Skip to content

Nemo ASR Parakeet RNNT 1.1B Pipeline Tuning with NVIDIA AITune

This example demonstrates how to use NVIDIA AITune to tune the Nemo ASR with Parakeet RNNT 1.1B model.

Environment Setup

You can use either of the following options to set up the environment:

Option 1 - virtual environment managed by you

Activate your virtual environment and install the dependencies:

pip install --extra-index-url https://pypi.nvidia.com .

Option 2 - virtual environment managed by uv

Install dependencies:

uv sync

Usage

Sample audio file

The example uses a sample audio file that is downloaded automatically when you run the commands below without an explicit --audio_path. You can also download it manually:

wget https://dldata-public.s3.us-east-2.amazonaws.com/2086-149220-0033.wav

Tuning and inference the model

To tune the ASR model, run:

tune

To infer the ASR model, run:

inference

AI Dynamo ParakeetRNNT Deployment

To run ParakeetRNNT as AI Dynamo service, we have prepared a few additional configs and scripts.

Code starts in parakeet_rnnt/dynamo/backend.py. Docker and Docker Compose are used to make setup simple.

********************

• **THE EXERCISE**:
Extend the Parakeet RNNT tuning guide above, continuing past its final sentence about Docker and Docker Compose.

• **RAW DATA**:
********************

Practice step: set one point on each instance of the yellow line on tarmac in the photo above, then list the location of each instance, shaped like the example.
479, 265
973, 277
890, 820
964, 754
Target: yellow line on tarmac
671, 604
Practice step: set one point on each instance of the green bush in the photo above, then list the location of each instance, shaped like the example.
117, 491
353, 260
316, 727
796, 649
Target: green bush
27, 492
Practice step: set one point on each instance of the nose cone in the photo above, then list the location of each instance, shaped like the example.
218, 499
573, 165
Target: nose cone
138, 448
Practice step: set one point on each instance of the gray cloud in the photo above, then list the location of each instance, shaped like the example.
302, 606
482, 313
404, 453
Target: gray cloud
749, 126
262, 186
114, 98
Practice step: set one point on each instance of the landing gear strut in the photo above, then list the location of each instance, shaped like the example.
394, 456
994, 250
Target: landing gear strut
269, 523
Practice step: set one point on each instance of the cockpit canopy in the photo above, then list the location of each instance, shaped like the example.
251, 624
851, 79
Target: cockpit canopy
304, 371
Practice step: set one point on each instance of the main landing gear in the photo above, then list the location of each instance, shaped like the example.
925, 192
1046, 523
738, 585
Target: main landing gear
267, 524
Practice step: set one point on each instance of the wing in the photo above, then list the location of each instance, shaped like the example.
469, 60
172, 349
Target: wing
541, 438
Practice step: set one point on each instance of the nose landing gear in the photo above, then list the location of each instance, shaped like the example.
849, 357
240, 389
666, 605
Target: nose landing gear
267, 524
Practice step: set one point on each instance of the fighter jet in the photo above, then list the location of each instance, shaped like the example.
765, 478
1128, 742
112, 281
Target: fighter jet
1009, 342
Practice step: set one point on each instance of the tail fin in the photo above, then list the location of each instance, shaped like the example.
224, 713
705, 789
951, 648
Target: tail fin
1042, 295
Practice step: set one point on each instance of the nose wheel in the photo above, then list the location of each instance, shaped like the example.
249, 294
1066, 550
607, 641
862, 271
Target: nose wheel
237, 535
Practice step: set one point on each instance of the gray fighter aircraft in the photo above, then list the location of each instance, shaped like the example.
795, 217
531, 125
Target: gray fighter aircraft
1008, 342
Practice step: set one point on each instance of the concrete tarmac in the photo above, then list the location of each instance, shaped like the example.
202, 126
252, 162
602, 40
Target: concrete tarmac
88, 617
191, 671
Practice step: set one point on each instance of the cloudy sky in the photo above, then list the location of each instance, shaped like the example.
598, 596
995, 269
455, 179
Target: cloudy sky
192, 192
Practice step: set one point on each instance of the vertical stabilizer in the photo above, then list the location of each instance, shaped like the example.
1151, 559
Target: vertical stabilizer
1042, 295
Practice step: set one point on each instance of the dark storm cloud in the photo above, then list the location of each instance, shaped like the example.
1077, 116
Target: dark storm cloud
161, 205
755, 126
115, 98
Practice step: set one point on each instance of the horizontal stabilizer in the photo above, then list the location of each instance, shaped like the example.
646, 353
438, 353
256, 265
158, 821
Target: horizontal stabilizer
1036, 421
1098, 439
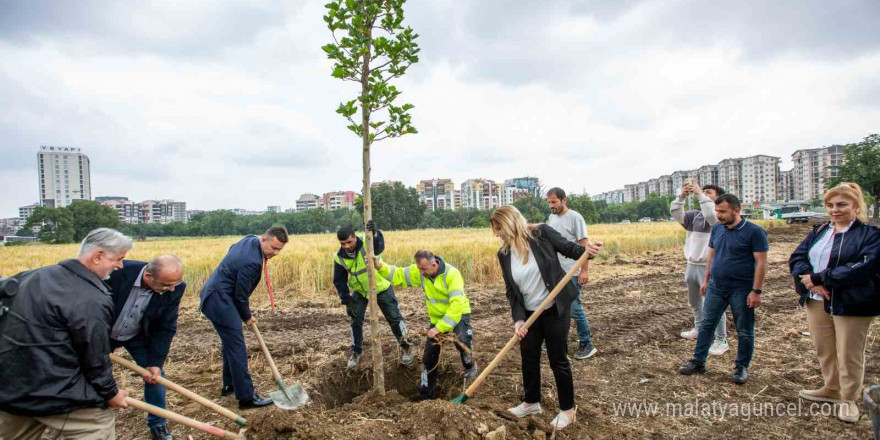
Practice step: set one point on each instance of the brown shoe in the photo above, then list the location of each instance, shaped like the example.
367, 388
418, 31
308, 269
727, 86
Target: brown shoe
849, 412
821, 395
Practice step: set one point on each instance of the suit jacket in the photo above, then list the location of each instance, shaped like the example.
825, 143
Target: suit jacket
225, 299
544, 247
159, 323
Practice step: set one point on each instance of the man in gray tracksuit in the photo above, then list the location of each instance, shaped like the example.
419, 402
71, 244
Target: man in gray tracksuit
698, 225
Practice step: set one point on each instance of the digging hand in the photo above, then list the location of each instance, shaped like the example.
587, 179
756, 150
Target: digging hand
519, 330
153, 377
118, 401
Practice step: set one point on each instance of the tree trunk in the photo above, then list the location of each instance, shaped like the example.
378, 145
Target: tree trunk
376, 345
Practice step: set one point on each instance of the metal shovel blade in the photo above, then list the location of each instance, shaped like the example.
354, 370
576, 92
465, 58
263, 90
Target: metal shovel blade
291, 397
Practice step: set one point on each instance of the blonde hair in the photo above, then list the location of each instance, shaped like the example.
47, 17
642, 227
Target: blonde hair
513, 229
853, 192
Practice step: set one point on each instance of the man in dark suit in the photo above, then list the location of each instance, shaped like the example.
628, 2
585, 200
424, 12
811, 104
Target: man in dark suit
146, 298
225, 301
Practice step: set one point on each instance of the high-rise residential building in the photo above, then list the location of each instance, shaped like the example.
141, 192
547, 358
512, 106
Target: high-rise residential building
437, 193
26, 211
64, 176
529, 184
307, 201
162, 211
127, 210
707, 175
630, 193
665, 186
812, 169
339, 200
785, 187
642, 191
480, 194
760, 175
730, 176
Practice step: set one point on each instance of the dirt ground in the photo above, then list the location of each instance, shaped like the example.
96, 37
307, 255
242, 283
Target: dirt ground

********************

• **ANSWER BELOW**:
First, start all services by running docker compose --profile all up --detach. This will build and start all required services.

After successful tuning and services start run below command to test the service.

python -m parakeet_rnnt.dynamo.client --help
python -m parakeet_rnnt.dynamo.client --num-requests 1
python -m parakeet_rnnt.dynamo.client --num-requests 2
python -m parakeet_rnnt.dynamo.client --num-requests 4
python -m parakeet_rnnt.dynamo.client --num-requests 8
python -m parakeet_rnnt.dynamo.client --num-requests 100

Finally, to shut it down use docker compose --profile all down --volumes.

Dynamic batching

The service uses dynamic batching — requests are grouped and processed together for efficiency. Currently, there is one frontend and one worker. To support multiple workers, move batching to a separate service that handles request grouping.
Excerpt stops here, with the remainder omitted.